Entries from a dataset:
· · · · ·

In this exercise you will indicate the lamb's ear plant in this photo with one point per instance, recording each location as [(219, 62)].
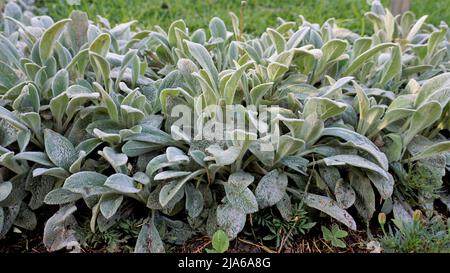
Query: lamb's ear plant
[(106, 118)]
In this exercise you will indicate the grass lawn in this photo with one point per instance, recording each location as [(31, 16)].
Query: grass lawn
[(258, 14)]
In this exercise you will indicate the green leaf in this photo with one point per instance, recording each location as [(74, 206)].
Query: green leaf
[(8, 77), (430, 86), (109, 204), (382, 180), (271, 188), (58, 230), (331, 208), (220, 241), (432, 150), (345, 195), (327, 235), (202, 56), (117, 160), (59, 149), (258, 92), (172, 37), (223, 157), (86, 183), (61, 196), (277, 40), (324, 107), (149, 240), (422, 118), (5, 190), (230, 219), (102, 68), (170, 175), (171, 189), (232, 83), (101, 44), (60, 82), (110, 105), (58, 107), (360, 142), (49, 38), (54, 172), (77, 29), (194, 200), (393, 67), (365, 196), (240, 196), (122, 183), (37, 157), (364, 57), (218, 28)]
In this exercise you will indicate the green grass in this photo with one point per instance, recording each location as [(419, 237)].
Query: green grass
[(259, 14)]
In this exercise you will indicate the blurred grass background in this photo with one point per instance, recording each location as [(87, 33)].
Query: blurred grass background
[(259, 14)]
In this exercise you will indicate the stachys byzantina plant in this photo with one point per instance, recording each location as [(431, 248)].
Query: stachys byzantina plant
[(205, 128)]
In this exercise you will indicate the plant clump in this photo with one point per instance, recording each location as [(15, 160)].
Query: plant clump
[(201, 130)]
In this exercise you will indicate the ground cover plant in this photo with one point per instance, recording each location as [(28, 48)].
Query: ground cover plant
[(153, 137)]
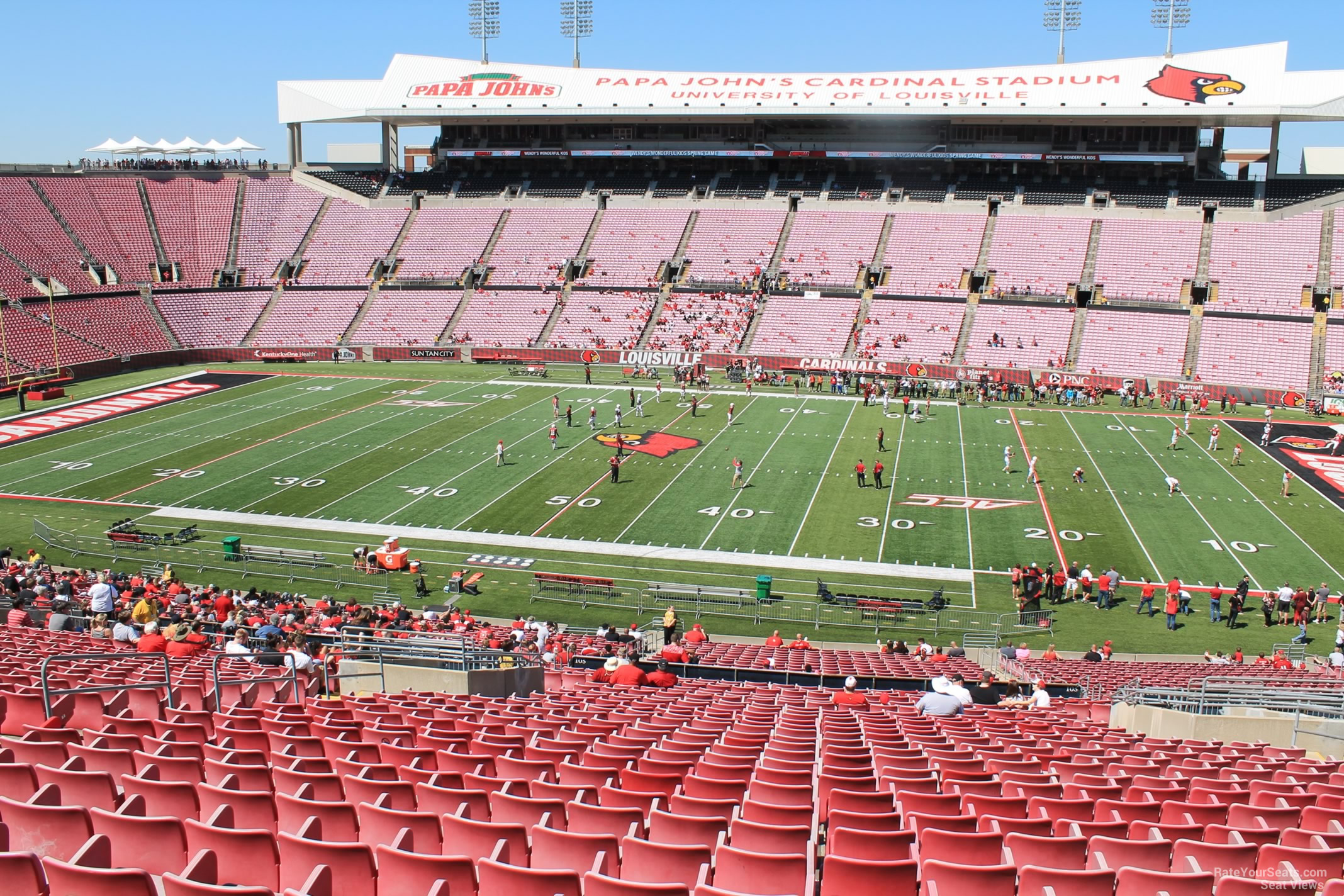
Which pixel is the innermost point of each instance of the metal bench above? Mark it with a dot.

· · · · ·

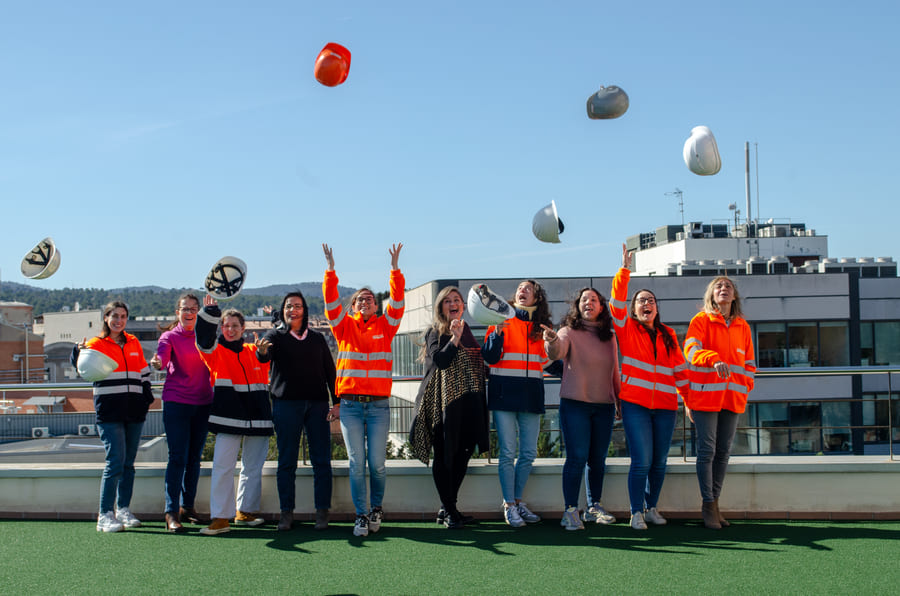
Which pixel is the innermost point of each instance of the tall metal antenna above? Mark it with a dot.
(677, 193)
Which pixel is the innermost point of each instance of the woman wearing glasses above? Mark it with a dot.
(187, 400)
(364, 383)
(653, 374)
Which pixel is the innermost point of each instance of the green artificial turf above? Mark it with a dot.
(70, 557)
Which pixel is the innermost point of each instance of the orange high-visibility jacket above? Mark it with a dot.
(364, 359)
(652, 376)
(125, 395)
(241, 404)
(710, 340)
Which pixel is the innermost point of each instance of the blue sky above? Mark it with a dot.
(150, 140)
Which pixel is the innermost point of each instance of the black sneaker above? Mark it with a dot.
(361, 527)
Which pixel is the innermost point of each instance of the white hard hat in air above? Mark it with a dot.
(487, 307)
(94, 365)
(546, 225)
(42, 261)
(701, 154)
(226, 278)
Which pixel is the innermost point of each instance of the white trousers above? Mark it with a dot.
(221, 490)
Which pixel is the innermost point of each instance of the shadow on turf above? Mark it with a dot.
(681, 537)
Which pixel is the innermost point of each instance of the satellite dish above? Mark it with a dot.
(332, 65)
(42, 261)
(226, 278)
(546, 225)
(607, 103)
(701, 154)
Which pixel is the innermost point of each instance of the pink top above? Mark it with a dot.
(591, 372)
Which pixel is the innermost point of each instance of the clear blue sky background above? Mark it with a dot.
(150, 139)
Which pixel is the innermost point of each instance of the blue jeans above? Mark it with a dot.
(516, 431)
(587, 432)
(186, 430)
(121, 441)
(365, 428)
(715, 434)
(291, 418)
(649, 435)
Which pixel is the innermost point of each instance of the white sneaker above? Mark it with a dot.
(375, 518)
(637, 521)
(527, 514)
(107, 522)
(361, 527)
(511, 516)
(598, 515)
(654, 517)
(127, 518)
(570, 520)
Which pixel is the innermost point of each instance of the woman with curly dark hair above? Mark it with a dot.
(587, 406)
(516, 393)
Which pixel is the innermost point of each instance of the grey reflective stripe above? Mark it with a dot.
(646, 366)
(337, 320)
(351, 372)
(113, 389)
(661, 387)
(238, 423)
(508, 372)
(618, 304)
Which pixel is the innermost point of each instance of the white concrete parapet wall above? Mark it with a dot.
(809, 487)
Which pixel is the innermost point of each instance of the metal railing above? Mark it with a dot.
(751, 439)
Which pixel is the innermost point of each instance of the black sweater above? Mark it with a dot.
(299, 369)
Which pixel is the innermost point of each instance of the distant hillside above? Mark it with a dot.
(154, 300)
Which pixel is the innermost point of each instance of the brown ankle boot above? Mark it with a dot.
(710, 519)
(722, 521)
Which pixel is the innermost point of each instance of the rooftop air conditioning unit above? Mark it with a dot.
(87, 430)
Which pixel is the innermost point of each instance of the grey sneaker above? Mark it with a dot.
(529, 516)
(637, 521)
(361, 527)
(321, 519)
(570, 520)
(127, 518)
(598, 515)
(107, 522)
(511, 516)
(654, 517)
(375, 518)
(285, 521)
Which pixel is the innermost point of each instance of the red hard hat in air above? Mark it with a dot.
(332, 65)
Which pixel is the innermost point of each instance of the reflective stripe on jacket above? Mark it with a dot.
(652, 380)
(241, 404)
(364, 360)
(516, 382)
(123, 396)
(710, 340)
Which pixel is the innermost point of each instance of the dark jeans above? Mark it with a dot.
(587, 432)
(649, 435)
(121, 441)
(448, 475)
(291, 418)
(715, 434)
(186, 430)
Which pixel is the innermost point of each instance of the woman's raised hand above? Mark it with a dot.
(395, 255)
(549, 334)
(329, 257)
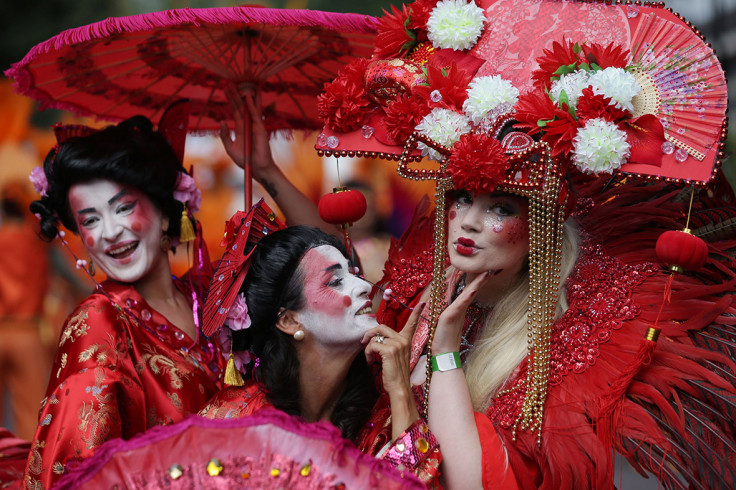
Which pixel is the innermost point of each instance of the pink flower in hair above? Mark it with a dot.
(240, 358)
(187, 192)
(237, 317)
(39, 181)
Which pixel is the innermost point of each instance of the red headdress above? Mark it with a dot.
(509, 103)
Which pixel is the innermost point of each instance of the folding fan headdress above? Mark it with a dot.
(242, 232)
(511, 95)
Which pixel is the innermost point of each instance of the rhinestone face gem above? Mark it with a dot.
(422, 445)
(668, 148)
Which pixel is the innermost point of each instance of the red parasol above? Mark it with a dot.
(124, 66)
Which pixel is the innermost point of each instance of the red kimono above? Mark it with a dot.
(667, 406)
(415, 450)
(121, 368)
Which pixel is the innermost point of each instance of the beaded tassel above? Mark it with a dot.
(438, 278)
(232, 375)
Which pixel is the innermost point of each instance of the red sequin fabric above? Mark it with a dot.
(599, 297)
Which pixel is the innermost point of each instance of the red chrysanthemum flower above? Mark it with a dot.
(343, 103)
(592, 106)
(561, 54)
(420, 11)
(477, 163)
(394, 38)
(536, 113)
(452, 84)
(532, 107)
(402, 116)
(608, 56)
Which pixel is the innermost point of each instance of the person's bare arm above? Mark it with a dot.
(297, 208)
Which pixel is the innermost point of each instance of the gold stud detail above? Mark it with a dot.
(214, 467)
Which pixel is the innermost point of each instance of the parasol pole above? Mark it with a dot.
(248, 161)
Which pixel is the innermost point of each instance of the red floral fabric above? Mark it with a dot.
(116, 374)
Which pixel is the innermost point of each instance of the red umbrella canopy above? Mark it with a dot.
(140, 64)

· · · · ·

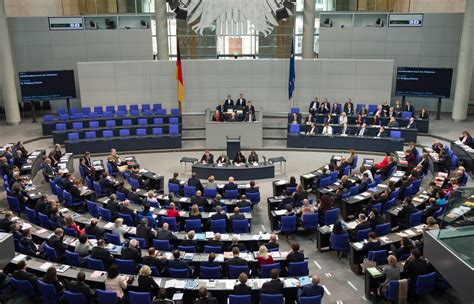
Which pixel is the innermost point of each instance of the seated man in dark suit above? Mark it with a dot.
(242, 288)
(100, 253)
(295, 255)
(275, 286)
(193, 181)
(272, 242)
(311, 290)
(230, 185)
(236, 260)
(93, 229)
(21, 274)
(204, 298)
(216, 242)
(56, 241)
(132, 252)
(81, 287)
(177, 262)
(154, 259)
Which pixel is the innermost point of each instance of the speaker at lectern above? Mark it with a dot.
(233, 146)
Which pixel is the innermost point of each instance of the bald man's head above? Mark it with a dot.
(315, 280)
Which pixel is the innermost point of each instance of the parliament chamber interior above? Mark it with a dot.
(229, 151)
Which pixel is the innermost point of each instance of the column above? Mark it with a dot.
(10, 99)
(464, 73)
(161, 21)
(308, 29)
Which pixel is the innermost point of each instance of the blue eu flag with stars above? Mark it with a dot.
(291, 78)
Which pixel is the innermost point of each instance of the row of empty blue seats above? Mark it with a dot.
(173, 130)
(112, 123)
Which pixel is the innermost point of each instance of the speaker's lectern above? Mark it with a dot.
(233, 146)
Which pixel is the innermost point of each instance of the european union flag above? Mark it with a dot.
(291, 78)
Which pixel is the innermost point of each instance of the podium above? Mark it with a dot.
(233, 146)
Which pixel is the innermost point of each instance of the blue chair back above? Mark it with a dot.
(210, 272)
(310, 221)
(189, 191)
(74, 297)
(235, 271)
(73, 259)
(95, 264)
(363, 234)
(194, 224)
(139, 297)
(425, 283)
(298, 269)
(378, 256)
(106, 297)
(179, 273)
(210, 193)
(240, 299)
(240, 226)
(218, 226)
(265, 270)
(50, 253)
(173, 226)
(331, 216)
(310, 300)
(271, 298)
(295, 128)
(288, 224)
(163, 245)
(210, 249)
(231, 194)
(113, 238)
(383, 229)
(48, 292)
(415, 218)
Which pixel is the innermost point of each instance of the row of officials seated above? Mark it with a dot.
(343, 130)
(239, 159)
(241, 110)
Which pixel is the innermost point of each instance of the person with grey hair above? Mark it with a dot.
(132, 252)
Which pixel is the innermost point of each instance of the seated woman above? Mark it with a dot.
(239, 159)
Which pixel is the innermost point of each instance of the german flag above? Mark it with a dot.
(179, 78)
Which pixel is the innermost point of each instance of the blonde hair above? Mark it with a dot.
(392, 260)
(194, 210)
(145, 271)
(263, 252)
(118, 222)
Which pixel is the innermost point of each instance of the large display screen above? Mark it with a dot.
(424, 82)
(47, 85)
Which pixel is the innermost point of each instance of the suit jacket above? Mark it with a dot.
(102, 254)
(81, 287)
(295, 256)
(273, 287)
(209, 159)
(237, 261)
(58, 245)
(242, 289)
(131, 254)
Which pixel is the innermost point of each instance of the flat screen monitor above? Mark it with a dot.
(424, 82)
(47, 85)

· · · · ·

» What needs to be done: Rescale the records from the line with "In this exercise you will indicate the lamb's" to the line with "[(258, 14)]", both included, and write all of those lines again with the requests, leaving out the pictures. Multiply only the point coordinates in the answers by 2.05 and round each to a whole number, with halves rounded up.

» Expected answer:
In this exercise you will indicate the lamb's ear plant in this photo with one point per instance, recording each location as [(219, 62)].
Query: lamb's ear plant
[(217, 242)]
In this exercise you will indicate the grass lawn in this photo with one point per instance, recording each location as [(31, 16)].
Query: grass lawn
[(529, 29)]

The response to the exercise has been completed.